▶ Stated task 1
Transcribe the section of the peer-group comments that opens with the words containing "Here’s to not" and closes with "on the mark!".
▶ Stated task 2
In the peer-group comments, what trait does one commenter want to add to Neal's list?

▶ Passage to read
┌──

A huge thing for me was when I realized that there were successful people who said dude and like to go on adventures and talk about zombies and also have a really messy car and make up their own words and write in horrible, run on sentences using no grammar when composing a blog comment. Freaking awesometastic.
And *finding* my 5 (actually, I have an inner circle of 3, then an outer circle of about 8, then another circle of … etc. I’m very complicated.) was something only possible with social media. Because I’m kind of weird. So my people are all over the freaking place & we never would have found each other without all this cool technology stuff. Awesome.
This is subject I have been mulling over for some time. I enjoyed getting your perspective. One thing is for sure, as I like to say, sometimes you need to weed your garden. I think this harder for women then for men but you have to let relationships go when you see them bringing down the expectations you have for yourself.
I like Neal’s list of traits for your peer group! I think I would add, brings unique perspective and diversity.
Oleg Mokhov says
Your environment shapes who you are. So why would you want to be around something that you don’t aspire to?
By surrounding myself and becoming friends (genuinely) with entrepreneurs and lifestyle designers, that way of living became the norm for me. A rich life, in a wider sense – not just money but a life filled with happiness, passion, not settling for less, and so forth.
Regarding separating from older friends, what’s helped me is to see it as a natural progression. You and them grow in different directions, so it’s fine to let both of you to keep going in those separate paths in life. There’s no bad blood or conscious ditching of a friend, but simply not forcing an incompatible relationship and letting yourselves grow apart naturally.
Here’s to not sleeping with the dogs and instead cozying up to those you aspire to be instead,
Johnny B. Truant says
@Brian – I thought I knew Tony well, but that quote is a new one on me!
@EPW – I know, right? I don’t understand why we equate successful with boring. I don’t know why we think people who have done well aren’t REALLY, in any true and honest and base sense of the word, just regular people. It’s kind of like how in school, if you ran into a teacher at the grocery store, you’d be like, “You eat groceries? I thought you lived at the school and had no outside human life.”
This was a very insightful post, Johnny and so on the mark!
This is a very hard thing to do – looking around at your peer group and recognizing that they may be holding you back from your true potential and then doing whatever it takes to achieve what you want in life.
Also, you don’t have to cut people entirely out of your life, just lessen the time you gradually spend with them and limit their influence on you. Spent time with people whose influence will better you so that you rise to the occasion.

└──

▶ Rows
┌──

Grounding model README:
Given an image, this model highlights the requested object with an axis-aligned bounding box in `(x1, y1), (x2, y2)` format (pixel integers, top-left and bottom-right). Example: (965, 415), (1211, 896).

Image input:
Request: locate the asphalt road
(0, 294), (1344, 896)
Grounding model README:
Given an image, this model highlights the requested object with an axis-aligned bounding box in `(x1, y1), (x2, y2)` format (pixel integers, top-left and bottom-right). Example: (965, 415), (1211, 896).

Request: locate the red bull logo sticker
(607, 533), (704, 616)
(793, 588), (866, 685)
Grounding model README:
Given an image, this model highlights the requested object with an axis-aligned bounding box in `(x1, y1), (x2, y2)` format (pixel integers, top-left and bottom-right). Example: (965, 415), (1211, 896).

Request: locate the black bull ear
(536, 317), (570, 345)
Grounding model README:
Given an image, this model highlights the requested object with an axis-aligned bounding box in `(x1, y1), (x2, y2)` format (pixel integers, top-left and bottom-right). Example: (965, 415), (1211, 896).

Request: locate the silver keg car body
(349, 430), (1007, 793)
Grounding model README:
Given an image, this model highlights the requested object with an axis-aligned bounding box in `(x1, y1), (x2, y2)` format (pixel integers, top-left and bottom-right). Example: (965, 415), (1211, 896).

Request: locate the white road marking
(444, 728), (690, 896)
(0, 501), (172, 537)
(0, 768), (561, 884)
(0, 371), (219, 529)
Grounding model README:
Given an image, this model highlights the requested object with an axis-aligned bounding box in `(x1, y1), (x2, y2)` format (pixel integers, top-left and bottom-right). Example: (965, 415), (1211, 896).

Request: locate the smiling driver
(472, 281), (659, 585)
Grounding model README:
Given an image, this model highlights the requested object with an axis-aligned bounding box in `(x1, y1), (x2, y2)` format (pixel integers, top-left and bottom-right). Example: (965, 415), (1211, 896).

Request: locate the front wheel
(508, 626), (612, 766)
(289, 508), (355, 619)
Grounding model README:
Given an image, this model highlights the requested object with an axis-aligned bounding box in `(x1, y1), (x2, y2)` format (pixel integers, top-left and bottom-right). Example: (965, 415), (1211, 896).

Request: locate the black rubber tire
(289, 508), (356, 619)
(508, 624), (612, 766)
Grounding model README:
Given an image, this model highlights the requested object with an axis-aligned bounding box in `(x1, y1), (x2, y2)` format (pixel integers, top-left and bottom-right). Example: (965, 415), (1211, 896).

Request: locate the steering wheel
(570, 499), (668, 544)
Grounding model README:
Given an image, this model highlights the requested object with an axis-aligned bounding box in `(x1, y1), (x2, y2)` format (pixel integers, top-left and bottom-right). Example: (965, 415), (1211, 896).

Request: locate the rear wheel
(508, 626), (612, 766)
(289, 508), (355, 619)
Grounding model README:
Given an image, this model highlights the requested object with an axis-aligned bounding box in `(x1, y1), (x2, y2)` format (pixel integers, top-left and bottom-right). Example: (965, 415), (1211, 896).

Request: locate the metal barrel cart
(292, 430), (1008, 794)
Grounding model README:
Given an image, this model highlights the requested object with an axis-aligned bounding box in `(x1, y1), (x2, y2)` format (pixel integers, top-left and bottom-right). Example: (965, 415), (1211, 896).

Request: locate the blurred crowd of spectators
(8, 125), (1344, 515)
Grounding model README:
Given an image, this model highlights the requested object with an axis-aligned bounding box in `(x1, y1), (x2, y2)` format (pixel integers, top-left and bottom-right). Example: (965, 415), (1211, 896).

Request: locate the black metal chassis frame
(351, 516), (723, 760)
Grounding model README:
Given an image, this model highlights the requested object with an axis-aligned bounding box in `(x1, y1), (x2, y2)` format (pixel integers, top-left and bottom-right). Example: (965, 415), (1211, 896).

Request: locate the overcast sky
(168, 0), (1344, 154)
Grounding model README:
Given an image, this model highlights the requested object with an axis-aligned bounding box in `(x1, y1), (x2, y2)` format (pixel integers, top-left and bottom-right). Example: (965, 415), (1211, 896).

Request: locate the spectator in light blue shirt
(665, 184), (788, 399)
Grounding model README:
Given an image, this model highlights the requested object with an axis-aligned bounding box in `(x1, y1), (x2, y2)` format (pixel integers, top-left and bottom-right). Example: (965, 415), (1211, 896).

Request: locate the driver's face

└──

▶ Written response 1
Here’s to not sleeping with the dogs and instead cozying up to those you aspire to be instead,
Johnny B. Truant says
@Brian – I thought I knew Tony well, but that quote is a new one on me!
@EPW – I know, right? I don’t understand why we equate successful with boring. I don’t know why we think people who have done well aren’t REALLY, in any true and honest and base sense of the word, just regular people. It’s kind of like how in school, if you ran into a teacher at the grocery store, you’d be like, “You eat groceries? I thought you lived at the school and had no outside human life.”
This was a very insightful post, Johnny and so on the mark!

▶ Written response 2
Brings unique perspective and diversity.